• [TEXT PROVIDED]:
"""
California governor Gavin Newsom signed a bunch of cannabis related bills in mid-September 2022. Two of those bills, in particular, have far-reaching effects on cannabis delivery in the Golden State. Without even knowing what the rules say, you probably suspect that delivery is now a lot easier.
If that was your guess, you are absolutely correct. Thanks to California’s legislature and governor, cannabis delivery in California – and out of state, for that matter – is a much easier proposition. Processors, dispensaries, and pharmacies will all benefit. Consumers will benefit, too.
Strengthening Local Delivery
The first bill has to do with local delivery. State law now dictates that local municipalities cannot prevent cannabis delivery within their borders. They are still free to ban dispensaries and pharmacies, but they must allow delivery companies to service consumers.
The law is seen as a big win for homebound medical cannabis patients and others who have historically found it difficult to travel to dispensaries or pharmacies in other communities. Now they will not have to travel to pharmacies or dispensaries. They can have pot brought right to their homes.
Transporting Cannabis Across State Lines
The second bill signed by Newsom targets cannabis transport across state lines. To date, doing so has been illegal. It is now legal under certain circumstances. For example, any state cannabis would have to travel through in order to reach his final destination will also have to allow interstate transport.
Strangely, the law only takes effect if and when Washington agrees not to prosecute people transporting cannabis across state lines. Under federal law, such activity is still illegal. Will Washington offer such assurances? That is up in the air.
Turning a Blind Eye
We obviously know that federal regulators and law enforcement have been turning a blind eye to state-legal cannabis since the legalization movement began in earnest back in the 1990s. But it’s not clear if Washington has ever issued an official document promising to not prosecute cannabis crimes.
"""
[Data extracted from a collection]
"""
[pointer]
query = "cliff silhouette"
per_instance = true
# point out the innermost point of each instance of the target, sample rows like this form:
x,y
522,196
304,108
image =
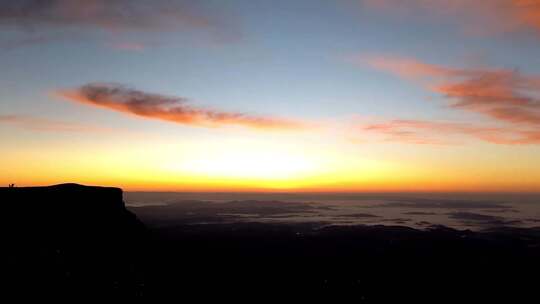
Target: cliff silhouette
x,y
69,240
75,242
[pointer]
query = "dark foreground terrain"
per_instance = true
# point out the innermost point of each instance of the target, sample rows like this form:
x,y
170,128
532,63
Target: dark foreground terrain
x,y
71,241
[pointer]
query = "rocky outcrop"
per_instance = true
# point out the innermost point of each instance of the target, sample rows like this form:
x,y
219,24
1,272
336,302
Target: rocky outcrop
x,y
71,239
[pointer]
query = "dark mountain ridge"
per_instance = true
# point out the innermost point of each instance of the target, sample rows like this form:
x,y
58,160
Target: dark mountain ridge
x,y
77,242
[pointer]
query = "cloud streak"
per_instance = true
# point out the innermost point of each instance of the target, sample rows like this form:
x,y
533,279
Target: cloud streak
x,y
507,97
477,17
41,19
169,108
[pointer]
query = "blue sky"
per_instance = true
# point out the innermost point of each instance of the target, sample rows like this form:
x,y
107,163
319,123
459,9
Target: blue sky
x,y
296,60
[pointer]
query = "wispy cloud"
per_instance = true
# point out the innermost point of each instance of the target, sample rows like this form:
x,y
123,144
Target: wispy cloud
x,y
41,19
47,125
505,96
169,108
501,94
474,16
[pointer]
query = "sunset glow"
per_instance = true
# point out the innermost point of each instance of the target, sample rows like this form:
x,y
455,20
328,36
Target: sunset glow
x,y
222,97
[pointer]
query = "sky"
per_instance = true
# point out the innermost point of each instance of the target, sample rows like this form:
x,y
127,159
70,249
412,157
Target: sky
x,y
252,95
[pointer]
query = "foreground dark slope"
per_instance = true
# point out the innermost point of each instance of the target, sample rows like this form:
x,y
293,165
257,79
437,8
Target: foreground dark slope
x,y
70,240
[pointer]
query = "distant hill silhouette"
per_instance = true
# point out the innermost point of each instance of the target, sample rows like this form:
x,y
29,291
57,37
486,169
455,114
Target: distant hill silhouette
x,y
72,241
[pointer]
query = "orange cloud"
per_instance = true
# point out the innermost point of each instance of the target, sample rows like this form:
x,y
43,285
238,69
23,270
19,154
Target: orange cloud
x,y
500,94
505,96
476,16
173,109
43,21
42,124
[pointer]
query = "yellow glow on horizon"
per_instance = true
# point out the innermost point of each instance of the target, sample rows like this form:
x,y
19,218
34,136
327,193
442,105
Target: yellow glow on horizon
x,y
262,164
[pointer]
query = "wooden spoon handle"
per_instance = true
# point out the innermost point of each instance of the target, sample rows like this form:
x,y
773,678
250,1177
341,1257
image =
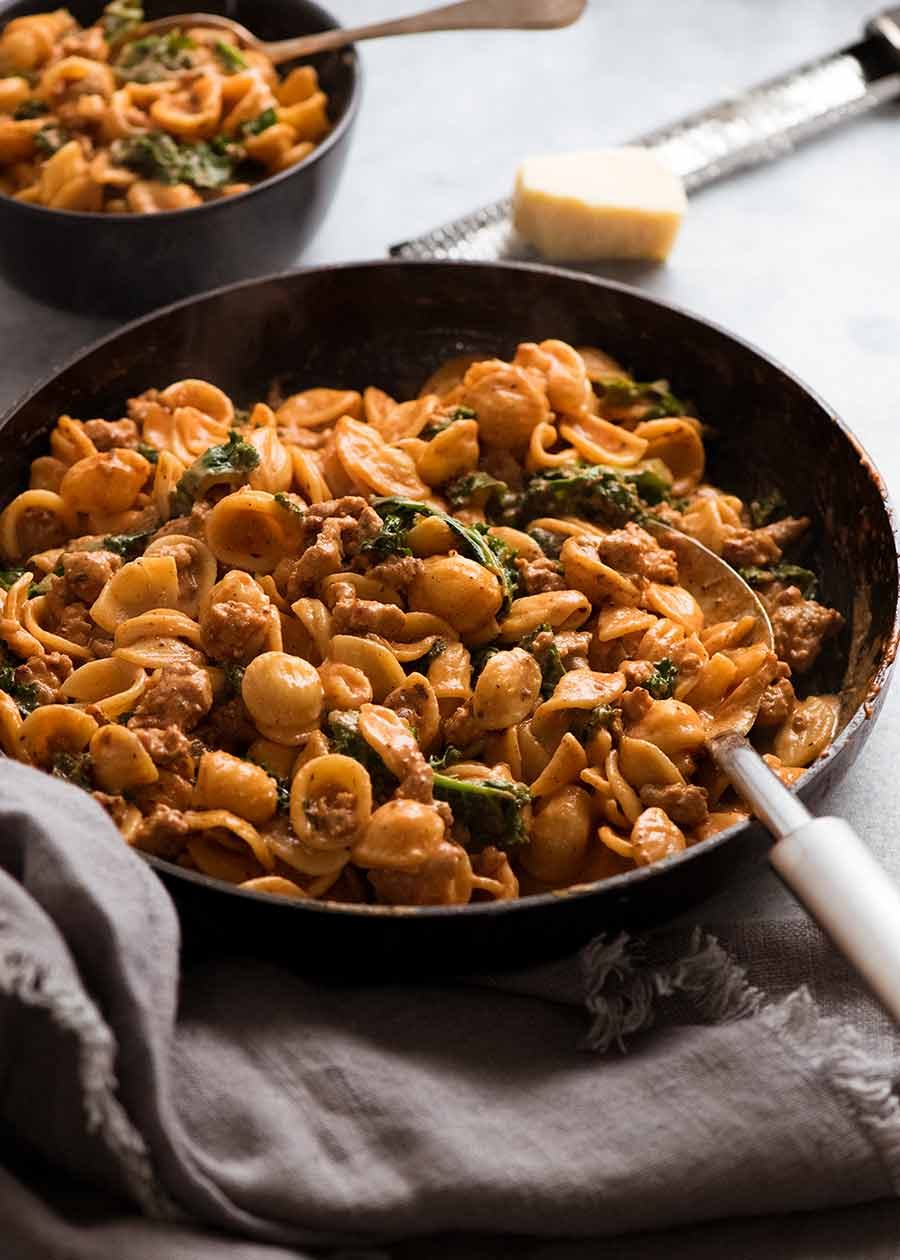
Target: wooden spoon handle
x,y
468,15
"""
"""
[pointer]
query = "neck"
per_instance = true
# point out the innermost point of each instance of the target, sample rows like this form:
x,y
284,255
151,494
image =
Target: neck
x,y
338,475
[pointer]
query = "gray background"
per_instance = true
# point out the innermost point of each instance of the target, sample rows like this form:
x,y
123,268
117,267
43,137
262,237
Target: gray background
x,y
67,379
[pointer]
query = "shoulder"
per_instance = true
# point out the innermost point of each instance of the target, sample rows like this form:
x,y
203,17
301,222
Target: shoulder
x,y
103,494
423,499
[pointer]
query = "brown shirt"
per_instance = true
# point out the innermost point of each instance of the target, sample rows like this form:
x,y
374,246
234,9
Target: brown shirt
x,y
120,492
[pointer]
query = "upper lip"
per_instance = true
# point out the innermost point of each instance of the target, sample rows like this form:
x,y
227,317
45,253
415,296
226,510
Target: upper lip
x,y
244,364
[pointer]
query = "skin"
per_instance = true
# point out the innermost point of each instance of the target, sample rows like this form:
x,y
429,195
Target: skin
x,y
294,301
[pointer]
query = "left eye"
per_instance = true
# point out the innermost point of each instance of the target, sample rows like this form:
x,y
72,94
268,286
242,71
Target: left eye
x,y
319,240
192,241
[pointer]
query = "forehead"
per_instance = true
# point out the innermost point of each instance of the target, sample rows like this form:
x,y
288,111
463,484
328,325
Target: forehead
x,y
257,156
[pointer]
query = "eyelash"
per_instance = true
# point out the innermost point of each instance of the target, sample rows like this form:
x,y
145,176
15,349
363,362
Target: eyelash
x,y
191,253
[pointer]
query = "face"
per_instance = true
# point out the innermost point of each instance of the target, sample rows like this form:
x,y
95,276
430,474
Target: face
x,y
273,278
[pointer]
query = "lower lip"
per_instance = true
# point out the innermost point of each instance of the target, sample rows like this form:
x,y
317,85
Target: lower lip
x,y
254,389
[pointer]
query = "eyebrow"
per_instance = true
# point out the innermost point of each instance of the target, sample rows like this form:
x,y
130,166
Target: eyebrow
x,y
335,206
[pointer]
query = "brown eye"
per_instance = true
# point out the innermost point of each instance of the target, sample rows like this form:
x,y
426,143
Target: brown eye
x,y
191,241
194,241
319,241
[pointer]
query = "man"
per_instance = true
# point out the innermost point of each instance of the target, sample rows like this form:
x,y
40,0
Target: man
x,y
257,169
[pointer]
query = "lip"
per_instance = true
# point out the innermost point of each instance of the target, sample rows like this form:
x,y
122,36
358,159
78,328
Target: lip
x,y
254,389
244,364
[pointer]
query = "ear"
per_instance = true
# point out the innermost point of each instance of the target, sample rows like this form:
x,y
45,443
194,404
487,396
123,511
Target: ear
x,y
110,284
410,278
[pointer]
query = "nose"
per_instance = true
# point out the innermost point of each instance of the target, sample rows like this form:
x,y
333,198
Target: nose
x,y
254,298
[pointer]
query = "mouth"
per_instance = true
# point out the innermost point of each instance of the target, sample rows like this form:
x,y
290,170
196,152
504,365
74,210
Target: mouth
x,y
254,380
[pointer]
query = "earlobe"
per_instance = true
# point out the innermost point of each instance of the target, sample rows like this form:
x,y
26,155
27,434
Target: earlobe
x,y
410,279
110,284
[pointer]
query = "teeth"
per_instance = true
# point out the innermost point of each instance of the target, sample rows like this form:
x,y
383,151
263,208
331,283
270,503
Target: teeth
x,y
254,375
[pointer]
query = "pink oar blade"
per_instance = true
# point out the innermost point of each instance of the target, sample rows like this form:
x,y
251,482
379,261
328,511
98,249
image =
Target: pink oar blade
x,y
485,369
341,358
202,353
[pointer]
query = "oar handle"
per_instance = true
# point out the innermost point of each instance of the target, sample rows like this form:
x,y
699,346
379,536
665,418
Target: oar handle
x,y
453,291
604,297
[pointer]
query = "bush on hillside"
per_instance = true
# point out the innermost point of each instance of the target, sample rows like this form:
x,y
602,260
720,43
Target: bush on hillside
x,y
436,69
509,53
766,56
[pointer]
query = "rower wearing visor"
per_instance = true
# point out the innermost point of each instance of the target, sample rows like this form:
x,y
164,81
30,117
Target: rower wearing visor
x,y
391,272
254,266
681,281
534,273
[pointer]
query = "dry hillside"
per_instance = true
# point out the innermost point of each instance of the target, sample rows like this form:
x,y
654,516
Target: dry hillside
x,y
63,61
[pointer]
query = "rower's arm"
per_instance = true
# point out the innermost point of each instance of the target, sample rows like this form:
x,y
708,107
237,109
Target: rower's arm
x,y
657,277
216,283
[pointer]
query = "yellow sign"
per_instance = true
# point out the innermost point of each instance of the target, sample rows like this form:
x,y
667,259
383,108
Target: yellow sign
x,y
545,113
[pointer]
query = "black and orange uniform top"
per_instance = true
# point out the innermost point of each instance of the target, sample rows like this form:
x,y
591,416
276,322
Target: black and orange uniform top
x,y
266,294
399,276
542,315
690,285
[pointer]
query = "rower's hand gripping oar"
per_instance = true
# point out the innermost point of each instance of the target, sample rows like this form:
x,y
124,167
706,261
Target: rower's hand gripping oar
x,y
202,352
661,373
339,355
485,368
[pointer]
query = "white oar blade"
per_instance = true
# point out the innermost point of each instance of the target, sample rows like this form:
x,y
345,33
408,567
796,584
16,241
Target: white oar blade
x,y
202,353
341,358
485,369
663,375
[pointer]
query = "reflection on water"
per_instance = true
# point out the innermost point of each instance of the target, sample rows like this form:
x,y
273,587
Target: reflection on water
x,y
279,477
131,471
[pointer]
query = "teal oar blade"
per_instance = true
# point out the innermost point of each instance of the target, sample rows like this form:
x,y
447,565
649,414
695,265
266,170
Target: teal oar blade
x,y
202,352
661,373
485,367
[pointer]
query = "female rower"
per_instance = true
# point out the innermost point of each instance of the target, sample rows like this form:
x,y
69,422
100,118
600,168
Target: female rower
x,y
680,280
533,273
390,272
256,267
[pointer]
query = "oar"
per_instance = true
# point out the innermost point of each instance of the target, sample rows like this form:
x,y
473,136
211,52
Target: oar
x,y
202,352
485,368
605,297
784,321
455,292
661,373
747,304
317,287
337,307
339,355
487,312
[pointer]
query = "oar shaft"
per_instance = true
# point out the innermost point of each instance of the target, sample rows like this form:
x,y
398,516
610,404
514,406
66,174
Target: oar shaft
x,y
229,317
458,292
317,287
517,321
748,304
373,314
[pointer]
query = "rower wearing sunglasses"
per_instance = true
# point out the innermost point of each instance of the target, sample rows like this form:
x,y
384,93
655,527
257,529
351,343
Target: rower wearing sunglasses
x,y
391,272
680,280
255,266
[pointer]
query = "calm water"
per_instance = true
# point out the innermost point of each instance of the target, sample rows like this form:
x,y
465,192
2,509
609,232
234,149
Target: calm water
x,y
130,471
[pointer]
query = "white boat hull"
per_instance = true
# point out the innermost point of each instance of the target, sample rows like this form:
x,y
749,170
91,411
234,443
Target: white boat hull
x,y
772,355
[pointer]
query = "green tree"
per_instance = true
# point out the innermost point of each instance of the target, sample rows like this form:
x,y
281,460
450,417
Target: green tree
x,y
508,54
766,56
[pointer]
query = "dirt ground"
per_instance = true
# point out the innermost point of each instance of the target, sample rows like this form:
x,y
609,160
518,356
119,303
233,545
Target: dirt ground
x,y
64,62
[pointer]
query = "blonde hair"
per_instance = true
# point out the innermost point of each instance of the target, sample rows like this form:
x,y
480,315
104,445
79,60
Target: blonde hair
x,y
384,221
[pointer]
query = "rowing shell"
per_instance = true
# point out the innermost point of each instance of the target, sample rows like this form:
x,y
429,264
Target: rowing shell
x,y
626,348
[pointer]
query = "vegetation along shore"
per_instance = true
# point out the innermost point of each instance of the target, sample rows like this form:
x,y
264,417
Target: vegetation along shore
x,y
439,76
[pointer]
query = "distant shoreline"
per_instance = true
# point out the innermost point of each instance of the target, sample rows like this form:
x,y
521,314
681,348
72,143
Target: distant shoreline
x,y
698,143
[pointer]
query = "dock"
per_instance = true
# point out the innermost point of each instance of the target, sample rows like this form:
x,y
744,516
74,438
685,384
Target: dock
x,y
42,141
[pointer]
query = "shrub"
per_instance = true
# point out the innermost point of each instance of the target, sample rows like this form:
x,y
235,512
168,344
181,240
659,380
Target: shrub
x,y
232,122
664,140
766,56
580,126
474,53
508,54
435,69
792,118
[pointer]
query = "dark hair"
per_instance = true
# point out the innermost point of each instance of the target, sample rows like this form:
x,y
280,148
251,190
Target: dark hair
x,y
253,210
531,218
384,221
"""
• [SET OF TASKS]:
1) Answer these questions from the article on California cannabis delivery:
(a) When did Gavin Newsom sign the cannabis bills?
(b) Under the local delivery law, what may municipalities still ban?
(c) What must Washington agree to before the interstate transport law takes effect?
2) How would you summarize the article on California cannabis delivery in two sentences?
3) Write what comes next in the article on California cannabis delivery, picking up right after its final sentence.

• [YOUR RESPONSES]:
1)
(a) In mid-September 2022.
(b) Dispensaries and pharmacies.
(c) Not to prosecute people transporting cannabis across state lines.

2) In mid-September 2022, California governor Gavin Newsom signed cannabis bills, two of which make delivery much easier: one bars local municipalities from preventing cannabis delivery within their borders, though they may still ban dispensaries and pharmacies. The other makes transporting cannabis across state lines legal under certain circumstances, but it takes effect only if Washington agrees not to prosecute such transport, which is still illegal under federal law.

3)
The question for Californians is whether their state would recognize a verbal commitment to not prosecute. If so, anyone from the Biden DOJ could hold a press conference whereby a promise to not prosecute is made. Would that trigger the California law?
If I were the owner of a company looking to sell cannabis in neighboring states, I wouldn’t take my chances on a verbal agreement. There is too much at stake. A written agreement would be another matter entirely.
Transporting to Non-Reciprocating States
California’s new law doesn’t allow for home delivery or interstate transport to non-reciprocating states. Take Utah, for example. The owners of Brigham City’s Beehive Farmacy says that all the product they sell must be grown and processed in Utah. They could not accept deliveries from a California processor, as doing so would violate state law and the federal interstate transport rule.
Home delivery is allowed in Utah, but only through state-licensed pharmacies and delivery providers. And once again, any medical cannabis delivered to Utah residents would have to be produced in the state.
With all that said, California’s two new cannabis laws primarily benefit state consumers and companies in other states that want to do business with their California counterparts. The interstate transport law may become a moot point if Washington ever gets around to decriminalizing marijuana.
When all is said and done, California continues to be one of the most liberal states where cannabis production, distribution, and consumption are concerned. It is no surprise that Governor Newsom signed the two bills into law, along with eight others. That is the way California rolls.